> [Records supplied]
┄┄┄┄┄┄

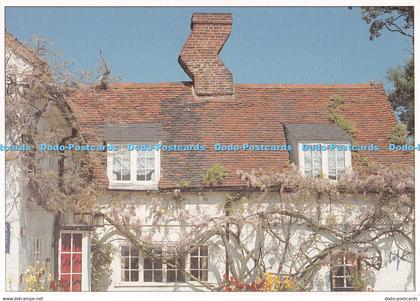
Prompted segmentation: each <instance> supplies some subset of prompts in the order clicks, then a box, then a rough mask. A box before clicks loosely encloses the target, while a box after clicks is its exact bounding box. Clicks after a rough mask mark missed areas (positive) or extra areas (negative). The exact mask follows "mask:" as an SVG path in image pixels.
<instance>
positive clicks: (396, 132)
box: [389, 122, 408, 145]
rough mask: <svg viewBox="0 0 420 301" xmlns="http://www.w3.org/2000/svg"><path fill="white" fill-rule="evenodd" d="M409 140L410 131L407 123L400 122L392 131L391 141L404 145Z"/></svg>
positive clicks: (390, 139) (389, 138)
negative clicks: (408, 131) (408, 128)
mask: <svg viewBox="0 0 420 301" xmlns="http://www.w3.org/2000/svg"><path fill="white" fill-rule="evenodd" d="M407 141H408V131H407V125H406V124H404V123H402V122H398V123H397V124H396V125H395V126H394V128H393V130H392V133H391V136H390V137H389V143H393V144H398V145H403V144H407Z"/></svg>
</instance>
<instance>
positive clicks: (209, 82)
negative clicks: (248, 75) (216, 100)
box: [178, 13, 233, 96]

┄┄┄┄┄┄

> [Problem to solve] For the data above, return an exact copy that contains no pictures.

> [Exercise output]
Prompted segmentation: each <instance> supplies some subset of prompts in the order clicks, then a box, then a rough mask. A box before clicks loosely encloses the target, while a box after clicks is its exact bounding box. Clicks after a rough mask mark missed areas (positive) or extra areas (negative). The exact mask follows "mask:" as an SVG path in image pixels.
<instance>
positive clicks: (396, 132)
box: [389, 122, 408, 145]
rough mask: <svg viewBox="0 0 420 301" xmlns="http://www.w3.org/2000/svg"><path fill="white" fill-rule="evenodd" d="M409 140L410 131L407 123L400 122L392 131L391 141L404 145Z"/></svg>
positive clicks: (390, 139) (389, 138)
negative clicks: (408, 131) (408, 128)
mask: <svg viewBox="0 0 420 301" xmlns="http://www.w3.org/2000/svg"><path fill="white" fill-rule="evenodd" d="M407 141H408V131H407V125H406V124H404V123H402V122H398V123H397V124H396V125H395V126H394V128H393V130H392V133H391V136H390V137H389V143H393V144H398V145H403V144H407Z"/></svg>
</instance>
<instance>
positive clicks: (209, 82)
negative clicks: (248, 75) (216, 100)
box: [178, 13, 233, 96]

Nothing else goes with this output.